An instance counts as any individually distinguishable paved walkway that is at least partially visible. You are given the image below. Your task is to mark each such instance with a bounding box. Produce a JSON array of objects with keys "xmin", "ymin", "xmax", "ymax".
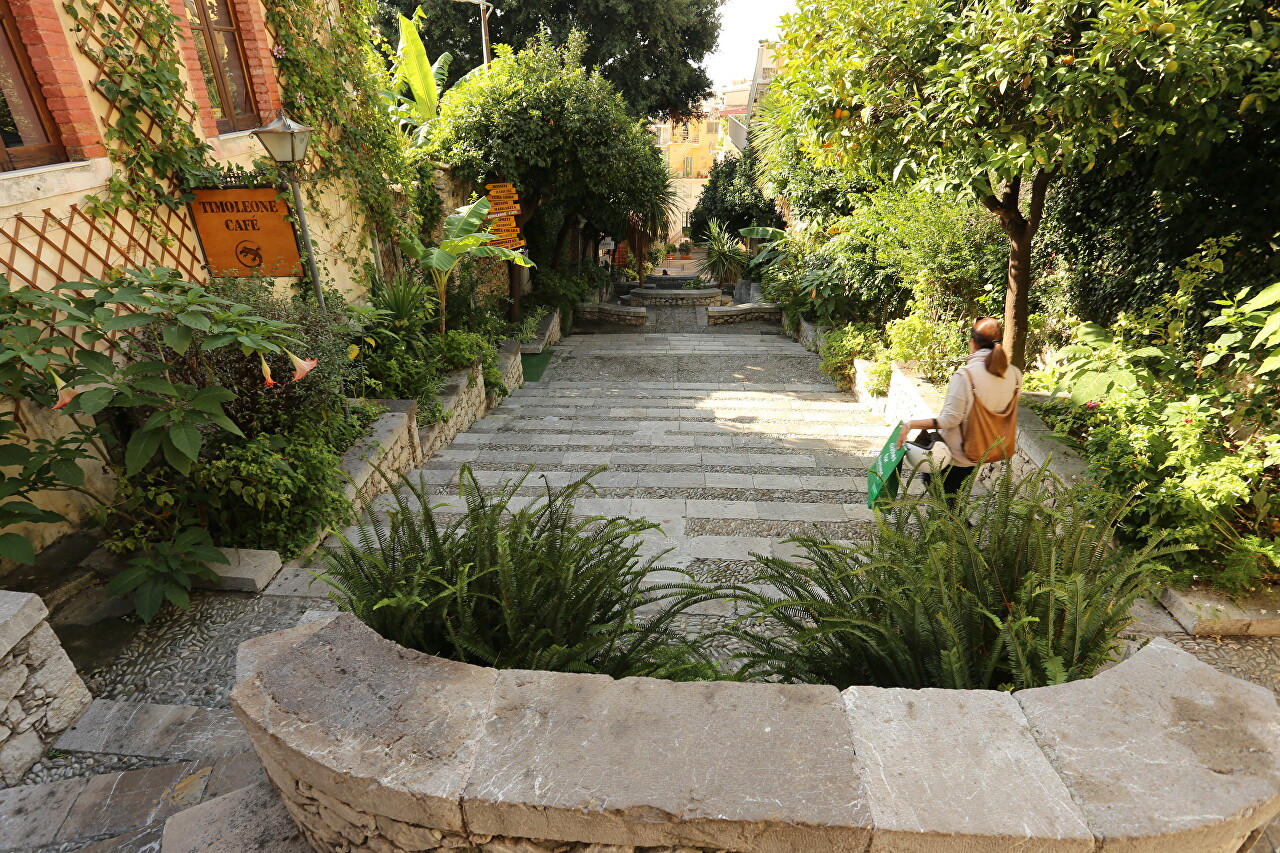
[{"xmin": 0, "ymin": 309, "xmax": 1280, "ymax": 853}]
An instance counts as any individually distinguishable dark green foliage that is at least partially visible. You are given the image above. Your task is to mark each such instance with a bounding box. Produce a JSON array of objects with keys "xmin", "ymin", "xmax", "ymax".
[
  {"xmin": 320, "ymin": 467, "xmax": 716, "ymax": 680},
  {"xmin": 689, "ymin": 146, "xmax": 783, "ymax": 241},
  {"xmin": 732, "ymin": 465, "xmax": 1157, "ymax": 689},
  {"xmin": 379, "ymin": 0, "xmax": 721, "ymax": 118},
  {"xmin": 1043, "ymin": 114, "xmax": 1280, "ymax": 333}
]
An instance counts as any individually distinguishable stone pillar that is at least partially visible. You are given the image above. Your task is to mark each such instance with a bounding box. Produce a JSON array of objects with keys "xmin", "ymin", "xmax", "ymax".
[{"xmin": 0, "ymin": 590, "xmax": 92, "ymax": 785}]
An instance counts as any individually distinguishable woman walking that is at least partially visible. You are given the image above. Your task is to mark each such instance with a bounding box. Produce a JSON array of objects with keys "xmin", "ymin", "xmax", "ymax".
[{"xmin": 897, "ymin": 316, "xmax": 1023, "ymax": 494}]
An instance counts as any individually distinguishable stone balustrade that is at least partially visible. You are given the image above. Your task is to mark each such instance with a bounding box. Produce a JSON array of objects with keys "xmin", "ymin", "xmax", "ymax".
[
  {"xmin": 232, "ymin": 615, "xmax": 1280, "ymax": 853},
  {"xmin": 0, "ymin": 590, "xmax": 92, "ymax": 785}
]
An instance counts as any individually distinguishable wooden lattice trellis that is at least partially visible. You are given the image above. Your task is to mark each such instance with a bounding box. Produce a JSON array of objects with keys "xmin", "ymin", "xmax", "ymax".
[{"xmin": 0, "ymin": 205, "xmax": 207, "ymax": 289}]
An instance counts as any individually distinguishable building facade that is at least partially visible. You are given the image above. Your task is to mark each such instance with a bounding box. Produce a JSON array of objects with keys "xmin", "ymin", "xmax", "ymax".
[{"xmin": 0, "ymin": 0, "xmax": 376, "ymax": 569}]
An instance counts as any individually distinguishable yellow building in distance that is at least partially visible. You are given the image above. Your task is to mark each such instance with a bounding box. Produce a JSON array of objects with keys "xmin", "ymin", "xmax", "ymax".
[{"xmin": 649, "ymin": 101, "xmax": 721, "ymax": 243}]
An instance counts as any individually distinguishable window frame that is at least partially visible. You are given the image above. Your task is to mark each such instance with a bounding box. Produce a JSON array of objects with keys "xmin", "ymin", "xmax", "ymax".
[
  {"xmin": 183, "ymin": 0, "xmax": 262, "ymax": 133},
  {"xmin": 0, "ymin": 0, "xmax": 67, "ymax": 172}
]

========

▶ _Exercise prompt_: Find and copy every line of the records that contains the word "stone". Case counts.

▶ _Result_:
An instance counts as any individually distinguishable stone pillar that is at least partially visible. You are given the image above. Your task is to mark each such instance with a bounding box. Produce a JSON array of objects with keys "xmin", "ymin", "xmax", "ymax".
An instance counts as any individually distinguishable stone balustrade that is at least partially visible. You are given the image above. Your task is to mark each such instance with a bounding box. Produce a JSON array of objects with keys "xmin", "ymin", "xmax", "ymax".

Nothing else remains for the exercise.